Directions:
Without changing anything, reproduce every record below.

[Opening Task inputs section]

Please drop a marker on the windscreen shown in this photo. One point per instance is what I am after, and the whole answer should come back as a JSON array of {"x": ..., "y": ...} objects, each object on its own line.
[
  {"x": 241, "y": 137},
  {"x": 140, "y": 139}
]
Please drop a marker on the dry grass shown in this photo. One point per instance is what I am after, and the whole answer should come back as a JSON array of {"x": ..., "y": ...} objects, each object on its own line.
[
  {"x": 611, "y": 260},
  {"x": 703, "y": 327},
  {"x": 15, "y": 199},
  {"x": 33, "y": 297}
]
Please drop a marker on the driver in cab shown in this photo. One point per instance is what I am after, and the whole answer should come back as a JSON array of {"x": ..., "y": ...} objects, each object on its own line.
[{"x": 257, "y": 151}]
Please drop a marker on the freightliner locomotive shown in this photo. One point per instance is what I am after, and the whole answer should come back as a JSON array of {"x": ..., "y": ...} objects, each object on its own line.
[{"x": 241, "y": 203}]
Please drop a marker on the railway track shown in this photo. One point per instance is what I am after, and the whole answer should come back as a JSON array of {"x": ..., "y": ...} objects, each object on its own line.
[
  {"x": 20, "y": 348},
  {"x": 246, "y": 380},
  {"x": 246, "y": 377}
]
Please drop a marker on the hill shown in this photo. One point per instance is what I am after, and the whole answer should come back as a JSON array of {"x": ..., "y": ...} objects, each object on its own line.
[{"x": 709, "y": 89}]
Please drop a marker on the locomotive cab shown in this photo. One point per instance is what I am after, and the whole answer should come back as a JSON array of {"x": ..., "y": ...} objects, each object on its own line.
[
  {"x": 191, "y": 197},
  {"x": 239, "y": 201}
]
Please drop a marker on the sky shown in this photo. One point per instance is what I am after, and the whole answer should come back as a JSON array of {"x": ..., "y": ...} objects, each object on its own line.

[Closing Task inputs section]

Reply:
Please drop a marker on the windscreen shown in this photo. One point per instance is what I am after, and the whole answer should come back as a JSON array of {"x": ..., "y": ...} objects, each object on its own line.
[
  {"x": 241, "y": 137},
  {"x": 140, "y": 139}
]
Please drop a marker on the dry grass shown in this photo. One point per instance is what I am after, and the whole answer should come back as a JSON array of {"x": ..., "y": ...} objects, each object on its own line.
[
  {"x": 611, "y": 260},
  {"x": 703, "y": 327},
  {"x": 15, "y": 199},
  {"x": 33, "y": 297}
]
Please drop a marker on the driver in cab shown in this photo. One point per instance is what I am after, and the whole answer should come back as a JSON array of {"x": ..., "y": ...} objects, each object on its own line.
[{"x": 257, "y": 151}]
Please drop a marker on the freightliner locomotive shown in this photo. One point per instance is what I am after, and the whole answer should come back as a JSON array of {"x": ..., "y": ...} objects, each object on its own line.
[{"x": 241, "y": 203}]
Please drop a marker on the railway track shown in this photo. One point per instance is what I am after, and the whole answer should come back as a JSON array of {"x": ..., "y": ...} objects, each object on its own line.
[
  {"x": 20, "y": 348},
  {"x": 246, "y": 380},
  {"x": 246, "y": 377}
]
Please drop a marker on the hill shown in this photo. One point per instance is what I am after, and the whole answer should come back as a JSON array of {"x": ..., "y": ...} objects, each object on its own line.
[{"x": 709, "y": 89}]
Please drop a marker on the locomotive cab shown in this photo. One point per instance is what I am after, and the whole answer should come back as a JSON array of {"x": ..., "y": ...} objects, each object on its own line.
[
  {"x": 191, "y": 197},
  {"x": 239, "y": 201}
]
Please drop a marker on the sky shown in this photo. One point per instance is what I am after, and the whole answer should come back as a JSON array of {"x": ..., "y": ...} objects, each object on its own line.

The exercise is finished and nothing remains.